* _Problem description_:
Transcribe the full listing below exactly.

(Shape annotation entries)
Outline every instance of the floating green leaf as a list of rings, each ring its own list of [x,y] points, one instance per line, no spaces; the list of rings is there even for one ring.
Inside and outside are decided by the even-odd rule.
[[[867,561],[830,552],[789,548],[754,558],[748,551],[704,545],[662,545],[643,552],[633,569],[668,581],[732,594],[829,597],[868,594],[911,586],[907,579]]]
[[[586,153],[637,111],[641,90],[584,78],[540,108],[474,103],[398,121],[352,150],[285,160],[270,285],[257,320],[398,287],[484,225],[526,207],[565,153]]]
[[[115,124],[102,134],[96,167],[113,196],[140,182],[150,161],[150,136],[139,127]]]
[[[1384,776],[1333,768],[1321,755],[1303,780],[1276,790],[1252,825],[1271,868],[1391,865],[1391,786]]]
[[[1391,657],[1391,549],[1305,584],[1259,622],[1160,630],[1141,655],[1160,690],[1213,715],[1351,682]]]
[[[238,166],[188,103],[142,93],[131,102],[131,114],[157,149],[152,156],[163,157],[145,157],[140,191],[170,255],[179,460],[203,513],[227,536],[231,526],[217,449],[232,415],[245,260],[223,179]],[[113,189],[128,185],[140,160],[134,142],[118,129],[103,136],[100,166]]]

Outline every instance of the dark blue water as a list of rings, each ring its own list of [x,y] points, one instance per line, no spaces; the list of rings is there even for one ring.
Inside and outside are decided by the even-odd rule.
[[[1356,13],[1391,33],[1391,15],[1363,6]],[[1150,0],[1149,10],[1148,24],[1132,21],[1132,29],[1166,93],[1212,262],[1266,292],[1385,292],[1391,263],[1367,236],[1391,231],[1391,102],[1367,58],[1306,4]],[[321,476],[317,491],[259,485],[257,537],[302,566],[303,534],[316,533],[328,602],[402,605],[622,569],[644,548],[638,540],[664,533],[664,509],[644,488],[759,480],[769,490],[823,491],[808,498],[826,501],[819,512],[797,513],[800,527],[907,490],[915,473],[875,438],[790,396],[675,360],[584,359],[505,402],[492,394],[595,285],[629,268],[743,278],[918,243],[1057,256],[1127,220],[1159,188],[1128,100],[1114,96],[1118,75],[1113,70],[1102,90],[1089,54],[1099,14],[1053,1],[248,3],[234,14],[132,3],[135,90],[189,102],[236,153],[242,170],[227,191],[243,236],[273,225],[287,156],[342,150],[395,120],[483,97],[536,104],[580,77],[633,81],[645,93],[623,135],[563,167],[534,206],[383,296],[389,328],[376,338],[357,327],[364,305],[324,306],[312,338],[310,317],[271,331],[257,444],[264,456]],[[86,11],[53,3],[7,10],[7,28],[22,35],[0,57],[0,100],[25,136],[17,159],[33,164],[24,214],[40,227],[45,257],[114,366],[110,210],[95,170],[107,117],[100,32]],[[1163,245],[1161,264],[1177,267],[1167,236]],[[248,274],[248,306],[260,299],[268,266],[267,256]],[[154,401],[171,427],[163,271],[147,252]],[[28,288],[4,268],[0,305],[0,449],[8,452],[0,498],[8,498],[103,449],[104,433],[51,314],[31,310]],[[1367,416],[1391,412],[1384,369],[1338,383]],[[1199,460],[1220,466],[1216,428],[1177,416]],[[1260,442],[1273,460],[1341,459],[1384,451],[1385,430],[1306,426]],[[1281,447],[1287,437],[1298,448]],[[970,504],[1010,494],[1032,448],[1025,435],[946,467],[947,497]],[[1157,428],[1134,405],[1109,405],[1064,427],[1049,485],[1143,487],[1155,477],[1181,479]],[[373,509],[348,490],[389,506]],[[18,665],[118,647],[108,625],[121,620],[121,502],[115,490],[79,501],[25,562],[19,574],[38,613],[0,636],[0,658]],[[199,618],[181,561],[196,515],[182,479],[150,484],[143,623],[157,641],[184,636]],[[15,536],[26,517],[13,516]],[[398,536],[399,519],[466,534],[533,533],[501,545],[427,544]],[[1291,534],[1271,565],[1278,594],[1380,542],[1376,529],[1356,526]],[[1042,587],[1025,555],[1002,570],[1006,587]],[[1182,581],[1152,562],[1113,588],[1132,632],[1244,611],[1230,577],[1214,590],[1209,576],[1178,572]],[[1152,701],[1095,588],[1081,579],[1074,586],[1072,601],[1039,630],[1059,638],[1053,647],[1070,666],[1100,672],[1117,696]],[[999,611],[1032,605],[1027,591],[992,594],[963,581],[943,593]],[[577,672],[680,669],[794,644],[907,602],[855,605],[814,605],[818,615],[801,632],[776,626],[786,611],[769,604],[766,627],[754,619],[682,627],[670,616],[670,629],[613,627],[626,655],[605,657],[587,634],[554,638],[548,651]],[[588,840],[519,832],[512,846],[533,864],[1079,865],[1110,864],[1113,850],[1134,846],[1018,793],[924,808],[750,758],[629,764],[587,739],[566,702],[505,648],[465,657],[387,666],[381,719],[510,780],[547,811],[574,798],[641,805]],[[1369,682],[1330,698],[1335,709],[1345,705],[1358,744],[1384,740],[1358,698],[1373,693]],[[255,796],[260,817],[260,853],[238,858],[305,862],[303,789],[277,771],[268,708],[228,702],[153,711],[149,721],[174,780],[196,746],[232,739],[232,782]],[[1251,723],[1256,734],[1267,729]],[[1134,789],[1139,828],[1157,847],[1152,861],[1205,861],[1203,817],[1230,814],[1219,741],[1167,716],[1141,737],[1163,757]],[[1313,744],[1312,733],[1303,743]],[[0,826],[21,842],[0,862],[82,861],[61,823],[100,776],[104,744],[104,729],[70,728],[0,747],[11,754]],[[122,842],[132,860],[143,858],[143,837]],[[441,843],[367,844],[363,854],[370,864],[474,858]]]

* _Written answer_:
Outline every instance of the floating green leaf as a list of rings, each ring its own list of [x,y] points, one instance per line, no spaces; the list of rings is there even for one ring.
Inside and outside are decided by the even-odd rule.
[[[867,561],[830,552],[789,548],[754,558],[748,551],[704,545],[662,545],[643,552],[633,569],[668,581],[732,594],[829,597],[868,594],[911,586],[907,579]]]
[[[586,153],[637,111],[641,90],[584,78],[540,108],[474,103],[398,121],[352,150],[285,160],[270,285],[257,320],[398,287],[484,225],[526,207],[565,153]]]
[[[115,124],[102,134],[96,167],[113,196],[140,182],[150,161],[150,136],[139,127]]]
[[[1384,776],[1333,768],[1321,755],[1303,780],[1276,790],[1252,825],[1271,868],[1391,865],[1391,786]]]
[[[1391,657],[1391,549],[1305,584],[1259,622],[1160,630],[1141,655],[1160,690],[1213,715],[1351,682]]]
[[[238,166],[188,103],[142,93],[131,102],[131,114],[157,149],[152,156],[163,157],[145,157],[140,191],[170,255],[179,460],[203,513],[227,536],[231,526],[217,449],[232,415],[245,260],[223,179]],[[113,189],[128,185],[140,160],[134,142],[118,129],[103,136],[100,166]]]

Outline every instance of the dark blue water as a list of rings, each ring its own list of [x,y] points, one instance per line, no spaces; the list of rings is there even for one ring.
Inside and outside are decided by the even-odd rule.
[[[1356,13],[1391,33],[1391,15],[1363,6]],[[1150,0],[1149,10],[1148,24],[1132,21],[1132,29],[1166,93],[1212,262],[1266,292],[1385,292],[1391,263],[1367,236],[1391,231],[1391,102],[1367,58],[1306,4]],[[321,476],[317,491],[259,485],[257,537],[302,566],[303,534],[316,533],[328,602],[402,605],[622,569],[644,548],[638,540],[664,533],[664,509],[644,488],[759,480],[769,490],[823,491],[808,498],[826,501],[819,512],[797,513],[800,527],[907,490],[915,473],[875,438],[790,396],[675,360],[584,359],[505,402],[492,394],[595,285],[629,268],[743,278],[918,243],[1057,256],[1127,220],[1159,188],[1128,100],[1114,96],[1118,75],[1113,70],[1102,90],[1089,54],[1099,14],[1053,1],[248,3],[234,14],[132,3],[135,90],[189,102],[236,153],[242,170],[227,191],[243,236],[273,225],[287,156],[342,150],[395,120],[483,97],[536,104],[580,77],[633,81],[645,93],[623,135],[563,167],[534,206],[383,296],[389,328],[376,338],[357,327],[364,305],[324,306],[312,338],[310,317],[271,331],[257,444],[264,456]],[[86,11],[53,3],[7,10],[7,28],[22,35],[0,57],[0,100],[25,136],[17,159],[33,164],[24,214],[40,227],[45,257],[114,366],[110,210],[95,170],[107,117],[100,32]],[[1163,245],[1161,264],[1177,267],[1167,236]],[[248,274],[248,306],[260,299],[268,266],[267,256]],[[154,401],[171,427],[163,271],[147,252]],[[28,288],[4,268],[0,305],[0,449],[8,452],[0,498],[8,498],[103,449],[104,433],[51,314],[31,310]],[[1367,416],[1391,412],[1384,369],[1338,383]],[[1199,460],[1220,466],[1216,428],[1177,416]],[[1260,442],[1273,460],[1341,459],[1384,451],[1385,430],[1306,426]],[[1281,447],[1287,437],[1298,448]],[[970,504],[1010,494],[1032,448],[1025,435],[946,467],[947,497]],[[1157,428],[1134,405],[1109,405],[1064,427],[1049,485],[1143,487],[1155,477],[1181,479]],[[373,509],[348,490],[389,506]],[[18,665],[118,647],[108,625],[121,620],[121,502],[115,490],[79,501],[25,562],[19,574],[38,613],[0,636],[0,658]],[[199,618],[181,561],[196,515],[182,479],[150,484],[143,623],[157,641],[184,636]],[[15,536],[26,517],[13,516]],[[398,536],[399,519],[466,534],[533,533],[501,545],[427,544]],[[1291,534],[1271,565],[1278,594],[1380,542],[1376,529],[1356,526]],[[1042,587],[1025,555],[1002,570],[1006,587]],[[1182,581],[1152,562],[1113,588],[1132,632],[1244,611],[1230,577],[1214,590],[1209,576],[1178,572]],[[1152,701],[1095,588],[1081,579],[1074,586],[1072,601],[1039,630],[1059,638],[1053,647],[1070,666],[1100,672],[1117,696]],[[999,611],[1032,605],[1027,591],[992,594],[963,581],[943,593]],[[577,672],[680,669],[794,644],[907,602],[855,605],[814,605],[818,615],[801,632],[776,626],[786,611],[769,604],[766,627],[754,619],[682,627],[670,616],[670,629],[613,627],[626,655],[605,657],[587,634],[554,638],[548,651]],[[588,840],[519,832],[512,846],[533,864],[1079,865],[1110,864],[1113,850],[1134,846],[1018,793],[924,808],[750,758],[629,764],[587,739],[566,702],[505,648],[465,657],[387,666],[381,719],[510,780],[547,811],[574,798],[641,805]],[[1369,682],[1330,698],[1335,709],[1345,705],[1358,744],[1384,740],[1358,698],[1373,693]],[[255,796],[260,817],[260,853],[238,858],[305,862],[303,789],[277,771],[268,708],[228,702],[153,711],[149,721],[174,780],[196,746],[232,739],[232,782]],[[1251,723],[1256,734],[1267,729]],[[1134,789],[1139,828],[1157,847],[1152,861],[1205,861],[1203,817],[1230,814],[1219,741],[1167,716],[1141,737],[1163,757]],[[1313,744],[1312,733],[1303,743]],[[0,826],[21,842],[0,862],[82,861],[61,823],[100,776],[104,744],[104,729],[70,728],[0,747],[11,754]],[[122,842],[132,860],[143,858],[143,837]],[[441,843],[367,844],[363,854],[370,864],[474,858]]]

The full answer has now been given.